**Goal of the exercise**
Leaving out the images, repeat all the lines below exactly.

**Data records**
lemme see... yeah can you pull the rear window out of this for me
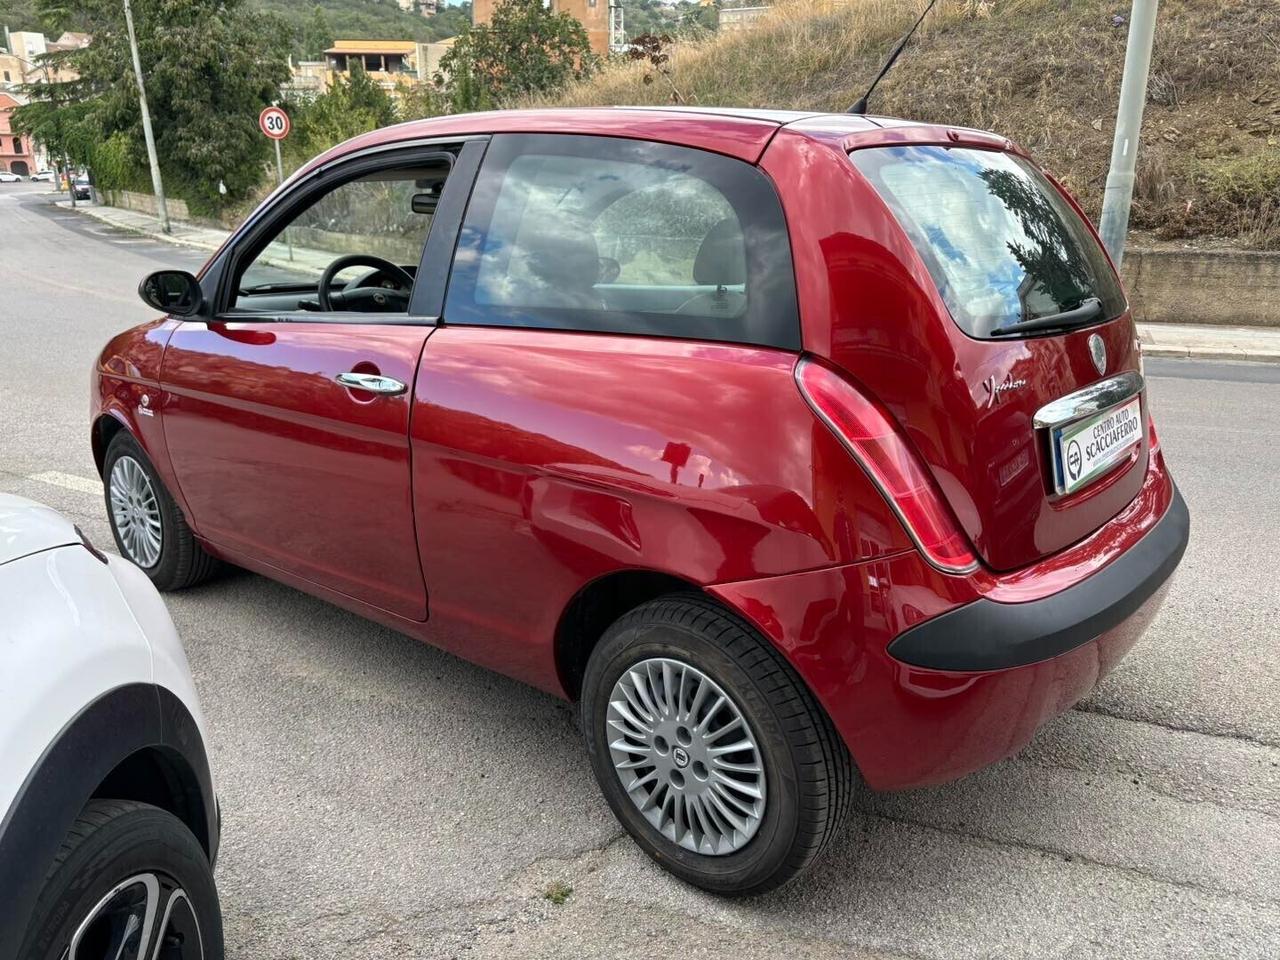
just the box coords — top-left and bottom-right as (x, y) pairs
(850, 145), (1125, 339)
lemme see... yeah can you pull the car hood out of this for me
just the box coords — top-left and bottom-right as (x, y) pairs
(0, 494), (82, 566)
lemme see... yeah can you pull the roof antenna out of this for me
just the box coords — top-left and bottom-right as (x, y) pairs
(849, 0), (940, 115)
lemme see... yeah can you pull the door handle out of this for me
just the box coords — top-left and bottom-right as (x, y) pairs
(335, 372), (407, 395)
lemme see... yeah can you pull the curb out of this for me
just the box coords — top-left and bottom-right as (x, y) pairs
(1140, 345), (1280, 364)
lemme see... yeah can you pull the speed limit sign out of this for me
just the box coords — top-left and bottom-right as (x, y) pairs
(259, 105), (290, 141)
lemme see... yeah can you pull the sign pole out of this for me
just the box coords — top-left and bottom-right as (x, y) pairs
(260, 105), (293, 259)
(271, 123), (292, 261)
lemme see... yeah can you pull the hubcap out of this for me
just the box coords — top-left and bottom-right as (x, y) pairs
(606, 657), (766, 856)
(62, 872), (204, 960)
(108, 456), (162, 568)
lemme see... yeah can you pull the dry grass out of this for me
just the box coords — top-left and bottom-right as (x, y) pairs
(531, 0), (1280, 248)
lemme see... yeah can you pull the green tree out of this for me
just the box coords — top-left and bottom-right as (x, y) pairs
(287, 60), (398, 164)
(437, 0), (598, 111)
(300, 5), (332, 61)
(26, 0), (291, 213)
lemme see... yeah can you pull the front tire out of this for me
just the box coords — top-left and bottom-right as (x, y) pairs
(18, 800), (223, 960)
(582, 594), (854, 895)
(103, 431), (218, 590)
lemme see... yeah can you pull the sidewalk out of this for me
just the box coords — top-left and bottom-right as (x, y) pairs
(62, 200), (1280, 363)
(60, 198), (230, 252)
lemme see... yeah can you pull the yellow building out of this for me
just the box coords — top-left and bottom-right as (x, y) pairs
(325, 40), (421, 92)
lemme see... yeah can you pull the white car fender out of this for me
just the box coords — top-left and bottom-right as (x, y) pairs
(0, 546), (153, 821)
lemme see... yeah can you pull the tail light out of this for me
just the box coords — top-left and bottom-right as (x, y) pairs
(796, 358), (979, 575)
(1148, 412), (1161, 457)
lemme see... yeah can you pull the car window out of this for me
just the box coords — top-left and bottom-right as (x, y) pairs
(231, 158), (452, 314)
(849, 145), (1126, 339)
(445, 134), (799, 350)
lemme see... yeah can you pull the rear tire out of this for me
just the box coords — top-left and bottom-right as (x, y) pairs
(581, 594), (853, 895)
(103, 431), (219, 591)
(18, 799), (223, 960)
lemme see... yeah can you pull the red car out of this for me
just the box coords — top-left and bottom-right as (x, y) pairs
(94, 108), (1188, 894)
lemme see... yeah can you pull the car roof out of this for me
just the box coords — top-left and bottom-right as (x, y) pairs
(298, 106), (970, 178)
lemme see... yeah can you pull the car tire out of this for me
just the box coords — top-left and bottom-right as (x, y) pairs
(581, 593), (854, 895)
(103, 431), (219, 590)
(18, 799), (223, 960)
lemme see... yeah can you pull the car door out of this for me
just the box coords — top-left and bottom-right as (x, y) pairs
(407, 133), (807, 685)
(160, 140), (484, 622)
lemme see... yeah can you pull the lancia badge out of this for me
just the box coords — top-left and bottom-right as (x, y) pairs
(1088, 334), (1107, 375)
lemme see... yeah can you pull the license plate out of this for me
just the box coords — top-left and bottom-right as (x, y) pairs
(1050, 396), (1143, 495)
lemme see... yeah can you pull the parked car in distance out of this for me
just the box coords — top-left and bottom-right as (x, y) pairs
(72, 175), (92, 201)
(0, 171), (22, 183)
(0, 495), (222, 960)
(95, 107), (1189, 895)
(29, 169), (55, 182)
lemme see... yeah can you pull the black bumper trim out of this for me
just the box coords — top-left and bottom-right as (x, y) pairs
(887, 486), (1190, 672)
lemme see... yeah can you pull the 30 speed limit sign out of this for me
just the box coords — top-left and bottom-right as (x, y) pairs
(259, 106), (290, 141)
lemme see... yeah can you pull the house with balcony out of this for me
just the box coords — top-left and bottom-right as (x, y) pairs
(325, 40), (421, 92)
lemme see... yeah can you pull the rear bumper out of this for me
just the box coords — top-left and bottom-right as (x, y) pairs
(710, 463), (1187, 791)
(887, 487), (1189, 671)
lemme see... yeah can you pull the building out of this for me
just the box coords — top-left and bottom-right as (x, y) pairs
(1, 28), (89, 86)
(472, 0), (611, 57)
(417, 37), (456, 81)
(396, 0), (442, 16)
(0, 90), (37, 176)
(325, 39), (421, 92)
(0, 49), (24, 87)
(283, 57), (329, 100)
(718, 4), (770, 32)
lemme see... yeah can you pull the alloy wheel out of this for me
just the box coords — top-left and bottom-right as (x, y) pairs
(108, 456), (162, 568)
(606, 657), (767, 855)
(61, 872), (204, 960)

**Response to this exercise**
lemme see... yeah can you pull the rear window out of this for me
just the box coords — top-left and bottom-right as (x, y) pairs
(850, 145), (1125, 339)
lemme see... yeah can you pull the car hood out of this for me
just the box coords — top-left and bottom-right as (x, y) pairs
(0, 494), (82, 566)
lemme see... yeah can you pull the roof antenna out of this for me
just the box coords — top-left and bottom-right as (x, y) pairs
(849, 0), (940, 115)
lemme see... yeah can you pull the door handle out of this for me
just the box coords — top-left and bottom-right as (x, y) pairs
(335, 372), (407, 395)
lemme see... yeah can you pull the curb out of this for me
just the box coords — top-left and bottom-right as (x, y) pairs
(1140, 345), (1280, 364)
lemme see... yeah can you pull the speed limit sign out of this for me
just the box coords — top-left and bottom-right as (x, y) pairs
(259, 105), (290, 141)
lemme see... yeah can you pull the sign pole out of this for me
just the box coords — top-left and bottom-right as (x, y) pairs
(260, 105), (293, 259)
(271, 123), (292, 261)
lemme see... yeah can you pull the hubcap out of this for me
just the box coords — top-left and bottom-right as (x, y) pairs
(606, 657), (766, 856)
(62, 872), (204, 960)
(108, 456), (162, 568)
lemme see... yeah can you pull the dry grass out of this for me
just the box coords — top-left and bottom-right as (x, y) pairs
(531, 0), (1280, 248)
lemme see... yeah can you pull the green tree out of this for me
just the box coords — top-left and bottom-right as (x, y) pairs
(287, 60), (398, 164)
(437, 0), (598, 111)
(300, 5), (332, 61)
(26, 0), (291, 213)
lemme see... yeah can you pull the front tire out of this for me
just the box coords — top-left and bottom-right as (x, y) pairs
(18, 800), (223, 960)
(582, 594), (854, 895)
(103, 431), (218, 590)
lemme see... yeah can you pull the sidewalk out of this for me
just the box coords — top-left and bottom-right as (x, y) pairs
(62, 200), (1280, 363)
(60, 198), (230, 252)
lemme see... yeah can you pull the yellow building out of this for me
just the box coords — top-left and bottom-right as (x, y) pairs
(325, 40), (421, 92)
lemme see... yeah can you pull the white car fender out of this for me
just the box coords — top-left and bottom-right as (x, y) pairs
(0, 546), (153, 821)
lemme see... yeah can you pull the tail light out of this for me
just the box coords — top-left and bottom-right as (x, y) pairs
(796, 358), (979, 575)
(1148, 412), (1161, 457)
lemme see... yeah can you pull the car window out of this for me
just the box coords — top-left and bottom-right as (x, y) pairs
(231, 158), (452, 314)
(849, 145), (1126, 339)
(445, 134), (799, 350)
lemme see... yeah can you pull the rear tire out of this for me
just the box coords — top-left and bottom-right as (x, y) pairs
(581, 594), (853, 895)
(103, 431), (219, 591)
(18, 799), (223, 960)
lemme see... yeah can you pull the red car out of this for me
just the box coords — top-left and bottom-right as (x, y) pairs
(94, 108), (1188, 894)
lemme see... yeah can you pull the car roof out of this for me
just the box coords — top-left and bottom-right as (x, y) pairs
(298, 106), (970, 178)
lemme see... yeah can you pull the car tire out of this for me
just the box coords — top-left and bottom-right as (x, y) pairs
(581, 593), (854, 895)
(103, 431), (219, 590)
(18, 799), (223, 960)
lemme see... yeah can you pull the car door out of this for me
just the box coords — top-left and bottom-right as (x, y) pairs
(407, 133), (807, 685)
(160, 140), (484, 622)
lemme see... yeah can you pull the lancia badge out of this for me
just the box coords — top-left and bottom-right as (x, y) pairs
(1088, 334), (1107, 375)
lemme see... yeah can you pull the license plate out of this for me
just the box coords — top-left and bottom-right as (x, y) pairs
(1050, 396), (1143, 495)
lemme see... yeah can you pull the parked car in distance out of this for me
just the box coords — top-left and bottom-right as (x, y) pairs
(72, 175), (92, 201)
(0, 171), (22, 183)
(0, 495), (222, 960)
(95, 107), (1189, 895)
(29, 169), (55, 182)
lemme see... yeah can you pull the black bumper trim out of this for me
just the box coords — top-left and bottom-right as (x, y) pairs
(887, 486), (1190, 672)
lemme see... yeah can you pull the 30 speed limit sign out of this for me
just the box coords — top-left and bottom-right as (x, y) pairs
(259, 106), (290, 141)
lemme see... yeah can you pull the house with balcony out of this for me
just the box coords — top-left and bottom-right as (x, y) pairs
(325, 40), (421, 92)
lemme see... yeah can you pull the rear bumper out of this for me
just the box coords — top-left and bottom-right as (x, y) pairs
(710, 463), (1187, 791)
(887, 487), (1189, 671)
lemme see... yeah can you pull the building out of this for me
just the box coords — top-left and bottom-right as (x, y) pairs
(1, 28), (89, 86)
(472, 0), (611, 57)
(417, 37), (456, 81)
(396, 0), (442, 16)
(0, 90), (37, 176)
(325, 39), (421, 92)
(0, 49), (24, 87)
(283, 57), (329, 100)
(718, 4), (770, 32)
lemme see... yeah can you pull the alloy wheel out of this for me
just the box coords — top-left and bottom-right as (x, y) pairs
(108, 456), (162, 568)
(606, 657), (767, 855)
(61, 872), (204, 960)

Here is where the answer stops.